» **Problem**
Restating every entry exactly is the whole task.

(Collected data entries)
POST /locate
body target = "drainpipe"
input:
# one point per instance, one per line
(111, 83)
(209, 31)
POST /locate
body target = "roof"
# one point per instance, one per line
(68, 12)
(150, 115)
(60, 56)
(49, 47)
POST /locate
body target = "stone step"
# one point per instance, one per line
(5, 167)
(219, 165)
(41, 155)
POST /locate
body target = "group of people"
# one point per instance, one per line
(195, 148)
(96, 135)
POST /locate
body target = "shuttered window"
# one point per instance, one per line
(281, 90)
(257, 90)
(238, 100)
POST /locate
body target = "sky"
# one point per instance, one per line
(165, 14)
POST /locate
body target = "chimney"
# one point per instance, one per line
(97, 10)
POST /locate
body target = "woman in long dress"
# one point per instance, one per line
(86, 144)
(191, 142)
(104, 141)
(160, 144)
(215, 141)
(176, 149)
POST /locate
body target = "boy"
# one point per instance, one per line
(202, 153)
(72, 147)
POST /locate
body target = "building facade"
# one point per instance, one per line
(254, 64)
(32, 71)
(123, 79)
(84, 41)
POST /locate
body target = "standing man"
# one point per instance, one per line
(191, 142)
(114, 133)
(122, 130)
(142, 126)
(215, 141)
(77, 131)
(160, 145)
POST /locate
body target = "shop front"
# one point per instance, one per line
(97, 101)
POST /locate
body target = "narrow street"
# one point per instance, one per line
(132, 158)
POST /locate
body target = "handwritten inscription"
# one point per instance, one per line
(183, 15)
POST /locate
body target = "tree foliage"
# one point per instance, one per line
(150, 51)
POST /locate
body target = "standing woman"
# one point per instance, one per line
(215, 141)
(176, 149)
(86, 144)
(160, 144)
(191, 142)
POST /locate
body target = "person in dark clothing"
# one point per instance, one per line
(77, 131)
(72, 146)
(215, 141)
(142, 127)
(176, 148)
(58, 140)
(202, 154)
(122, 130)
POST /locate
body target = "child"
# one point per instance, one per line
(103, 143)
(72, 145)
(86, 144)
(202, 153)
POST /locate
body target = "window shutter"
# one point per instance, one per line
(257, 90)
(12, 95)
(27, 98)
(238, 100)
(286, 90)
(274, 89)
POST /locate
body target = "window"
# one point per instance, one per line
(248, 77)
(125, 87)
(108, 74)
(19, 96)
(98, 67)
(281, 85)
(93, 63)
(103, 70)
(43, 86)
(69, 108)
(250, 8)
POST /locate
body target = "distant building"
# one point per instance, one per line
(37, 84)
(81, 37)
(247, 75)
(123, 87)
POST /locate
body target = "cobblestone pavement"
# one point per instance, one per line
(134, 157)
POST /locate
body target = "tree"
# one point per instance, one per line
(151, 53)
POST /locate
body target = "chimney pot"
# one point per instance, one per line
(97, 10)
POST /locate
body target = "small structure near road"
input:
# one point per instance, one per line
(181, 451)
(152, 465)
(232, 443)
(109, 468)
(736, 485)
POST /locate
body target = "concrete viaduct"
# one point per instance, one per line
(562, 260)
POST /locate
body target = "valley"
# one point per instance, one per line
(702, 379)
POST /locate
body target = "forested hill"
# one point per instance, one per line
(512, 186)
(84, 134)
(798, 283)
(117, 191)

» **Answer area**
POST /locate
body target = "drainpipe"
input:
# one point per instance, one per line
(111, 83)
(209, 31)
POST /locate
body target = "roof"
# one point per instance, one per line
(68, 12)
(150, 115)
(60, 56)
(49, 47)
POST /locate
body target = "stone step"
# one point per instance, one per line
(5, 167)
(219, 165)
(41, 155)
POST /locate
body target = "group of people"
# one point per instance, one per line
(195, 148)
(96, 135)
POST /locate
body target = "shuttered window"
# one point per instance, one per line
(281, 90)
(257, 90)
(238, 100)
POST /locate
body target = "sky"
# one point per instance, one per line
(165, 14)
POST /locate
body target = "chimney"
# one point per instance, one per line
(97, 10)
POST /locate
body target = "woman in long dress"
# one point per instance, one per line
(86, 144)
(191, 142)
(104, 141)
(160, 144)
(215, 141)
(176, 149)
POST /locate
body target = "boy"
# one point per instance, one per line
(202, 153)
(72, 147)
POST /locate
body target = "building facade"
# one point per instance, one per line
(254, 64)
(32, 71)
(123, 79)
(84, 41)
POST /locate
body target = "standing man"
# one point per instance, one per line
(191, 142)
(114, 133)
(122, 130)
(142, 126)
(215, 141)
(77, 131)
(160, 145)
POST /locate
body target = "shop front"
# one point per instance, one per line
(97, 101)
POST /locate
body target = "narrow street"
# one point per instance, one per line
(132, 158)
POST /locate
body target = "handwritten inscription"
# one point per instance, one per line
(183, 15)
POST /locate
body target = "tree foliage"
# one point per instance, one per line
(150, 51)
POST /locate
body target = "standing woman"
# one point per instance, one per line
(215, 141)
(176, 149)
(86, 144)
(160, 144)
(191, 142)
POST /locate
body target = "person in dark clothing"
# one point per instance, one per line
(77, 131)
(72, 146)
(215, 141)
(142, 127)
(176, 148)
(58, 140)
(202, 154)
(122, 130)
POST /locate
body target = "child"
# one point per instance, one per line
(103, 143)
(72, 145)
(86, 144)
(202, 153)
POST /locate
body target = "window shutter"
# one point per instance, one per line
(257, 90)
(12, 95)
(27, 98)
(238, 100)
(286, 90)
(274, 89)
POST /locate
body target = "window"
# one point per instance, one per line
(248, 77)
(125, 87)
(108, 74)
(19, 96)
(98, 67)
(281, 85)
(93, 63)
(103, 70)
(43, 86)
(69, 108)
(250, 8)
POST /locate
body target = "distant building"
# one point per instance, one per line
(37, 84)
(81, 37)
(247, 75)
(123, 87)
POST /locate
body target = "cobblestone pavement"
# one point per instance, one per line
(134, 157)
POST /locate
body target = "tree"
# one point per instance, one per line
(151, 53)
POST /locate
body target = "chimney pot"
# one point per instance, one per line
(97, 10)
POST /locate
body target = "small structure near road"
input:
# one point per instance, one per line
(181, 451)
(152, 465)
(232, 443)
(109, 468)
(736, 485)
POST /locate
body target = "concrete viaduct"
# one point per instance, one per line
(562, 260)
POST /locate
body target = "valley"
# one point per instance, one per line
(702, 379)
POST /locate
body target = "forested hill"
# one point per instance, one per line
(512, 186)
(84, 134)
(798, 283)
(117, 191)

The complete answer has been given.